WRITTEN EXERCISE:
Set out every line of the records below as a numbered list, leaving out the blank lines.
— start of DATA EXCERPTS —
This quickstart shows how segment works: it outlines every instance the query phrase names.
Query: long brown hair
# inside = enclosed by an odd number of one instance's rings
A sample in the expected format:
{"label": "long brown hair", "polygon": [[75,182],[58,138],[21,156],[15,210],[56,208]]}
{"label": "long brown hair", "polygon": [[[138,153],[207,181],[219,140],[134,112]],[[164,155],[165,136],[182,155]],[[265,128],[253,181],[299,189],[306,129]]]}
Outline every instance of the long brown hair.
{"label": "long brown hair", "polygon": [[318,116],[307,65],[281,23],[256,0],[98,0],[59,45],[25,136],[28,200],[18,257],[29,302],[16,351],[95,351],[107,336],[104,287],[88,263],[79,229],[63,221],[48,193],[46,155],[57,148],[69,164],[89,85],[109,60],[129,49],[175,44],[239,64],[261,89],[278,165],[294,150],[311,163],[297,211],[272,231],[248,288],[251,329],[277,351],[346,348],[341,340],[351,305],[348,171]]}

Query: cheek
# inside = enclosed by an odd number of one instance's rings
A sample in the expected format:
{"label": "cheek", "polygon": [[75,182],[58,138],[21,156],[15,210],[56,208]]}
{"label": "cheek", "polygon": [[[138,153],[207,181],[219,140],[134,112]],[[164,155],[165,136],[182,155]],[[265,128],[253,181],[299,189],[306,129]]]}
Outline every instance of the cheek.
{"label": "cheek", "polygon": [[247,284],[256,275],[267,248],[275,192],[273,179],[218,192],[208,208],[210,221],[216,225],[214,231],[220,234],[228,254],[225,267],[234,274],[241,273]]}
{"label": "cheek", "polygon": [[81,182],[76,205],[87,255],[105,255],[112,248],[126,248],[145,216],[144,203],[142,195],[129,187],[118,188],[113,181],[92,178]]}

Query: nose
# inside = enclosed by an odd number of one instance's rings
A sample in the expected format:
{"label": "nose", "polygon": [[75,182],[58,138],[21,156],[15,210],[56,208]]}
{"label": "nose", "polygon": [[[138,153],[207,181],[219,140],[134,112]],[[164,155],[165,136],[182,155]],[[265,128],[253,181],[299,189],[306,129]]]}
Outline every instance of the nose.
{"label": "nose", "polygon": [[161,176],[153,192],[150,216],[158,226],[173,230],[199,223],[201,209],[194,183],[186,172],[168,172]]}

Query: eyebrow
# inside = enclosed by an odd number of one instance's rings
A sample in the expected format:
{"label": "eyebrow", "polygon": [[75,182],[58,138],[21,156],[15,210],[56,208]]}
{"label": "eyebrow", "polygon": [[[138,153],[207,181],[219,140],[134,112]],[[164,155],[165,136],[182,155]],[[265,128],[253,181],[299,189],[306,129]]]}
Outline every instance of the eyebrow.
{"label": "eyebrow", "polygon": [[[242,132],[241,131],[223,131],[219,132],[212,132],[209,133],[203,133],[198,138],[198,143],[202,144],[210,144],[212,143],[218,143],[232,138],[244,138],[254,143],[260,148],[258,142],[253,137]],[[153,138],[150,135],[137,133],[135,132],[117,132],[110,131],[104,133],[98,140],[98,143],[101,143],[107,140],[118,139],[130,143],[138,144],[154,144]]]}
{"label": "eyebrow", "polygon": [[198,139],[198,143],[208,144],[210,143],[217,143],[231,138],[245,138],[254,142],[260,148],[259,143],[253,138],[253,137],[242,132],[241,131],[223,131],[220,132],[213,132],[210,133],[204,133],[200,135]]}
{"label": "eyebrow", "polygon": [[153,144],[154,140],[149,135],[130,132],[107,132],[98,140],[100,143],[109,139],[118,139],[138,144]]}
— end of DATA EXCERPTS —
SOLVED EXERCISE:
1. This quickstart shows how segment works: it outlines every instance the query phrase names.
2. Query: long brown hair
3. # inside = enclosed by an odd number of one instance's rings
4. A sample in the expected format:
5. {"label": "long brown hair", "polygon": [[75,182],[58,138],[21,156],[15,210],[56,208]]}
6. {"label": "long brown hair", "polygon": [[[138,153],[207,181],[219,140],[134,112]],[[164,155],[165,136],[182,155]],[[265,128],[253,181],[299,189],[306,129]]]}
7. Outline every instance of the long brown hair.
8. {"label": "long brown hair", "polygon": [[318,116],[307,65],[281,23],[256,0],[98,0],[59,45],[25,136],[28,200],[18,257],[29,302],[16,351],[95,351],[107,336],[104,287],[88,263],[79,229],[63,221],[48,193],[46,155],[57,148],[69,164],[89,85],[109,60],[129,49],[175,44],[239,64],[261,89],[278,165],[294,150],[311,163],[297,211],[272,231],[248,288],[251,329],[277,351],[346,348],[341,340],[351,305],[348,171]]}
9. Query: cheek
10. # inside = enclosed by an odd number of one instance's rings
11. A sample in the expected format:
12. {"label": "cheek", "polygon": [[75,182],[58,138],[21,156],[15,210],[56,208]]}
13. {"label": "cheek", "polygon": [[[138,153],[207,181],[219,140],[134,112]],[[164,155],[165,136],[182,155]],[[265,128],[253,181],[299,189],[306,129]]]}
14. Outline every instance of the cheek.
15. {"label": "cheek", "polygon": [[247,284],[256,275],[267,248],[275,192],[273,179],[218,192],[208,208],[210,221],[216,225],[214,231],[220,234],[228,254],[225,267],[234,274],[241,273]]}
16. {"label": "cheek", "polygon": [[81,182],[76,205],[87,255],[105,255],[112,248],[126,248],[145,216],[144,203],[142,195],[129,187],[118,188],[113,181],[92,178]]}
17. Query: nose
18. # inside = enclosed by an odd number of one instance's rings
19. A sample in the expected format:
20. {"label": "nose", "polygon": [[75,182],[58,138],[21,156],[15,210],[56,208]]}
21. {"label": "nose", "polygon": [[[138,153],[207,181],[219,140],[134,112]],[[164,155],[165,136],[182,155]],[[265,128],[253,181],[299,189],[306,129]]]}
22. Outline every instance of the nose.
23. {"label": "nose", "polygon": [[161,176],[153,192],[150,216],[158,226],[173,230],[199,223],[201,209],[194,183],[186,172],[168,172]]}
24. Query: eyebrow
25. # inside = enclosed by an odd number of one instance's rings
26. A sample in the expected format:
27. {"label": "eyebrow", "polygon": [[75,182],[58,138],[21,156],[15,210],[56,208]]}
28. {"label": "eyebrow", "polygon": [[[138,153],[207,181],[219,140],[134,112]],[[164,155],[165,136],[182,155]],[[265,128],[253,181],[299,189],[306,129]]]}
29. Outline every instance of the eyebrow.
30. {"label": "eyebrow", "polygon": [[[242,132],[241,131],[223,131],[219,132],[212,132],[209,133],[203,133],[198,138],[198,143],[202,144],[210,144],[212,143],[218,143],[232,138],[244,138],[254,143],[260,148],[258,142],[253,137]],[[153,138],[150,135],[137,133],[135,132],[117,132],[110,131],[104,133],[98,140],[98,143],[101,143],[107,140],[118,139],[130,143],[138,144],[154,144]]]}
31. {"label": "eyebrow", "polygon": [[198,139],[198,143],[208,144],[210,143],[217,143],[231,138],[245,138],[254,142],[260,148],[259,143],[253,138],[253,137],[242,132],[241,131],[223,131],[220,132],[213,132],[210,133],[204,133],[200,135]]}
32. {"label": "eyebrow", "polygon": [[153,144],[154,140],[149,135],[130,132],[107,132],[98,140],[100,143],[109,139],[118,139],[138,144]]}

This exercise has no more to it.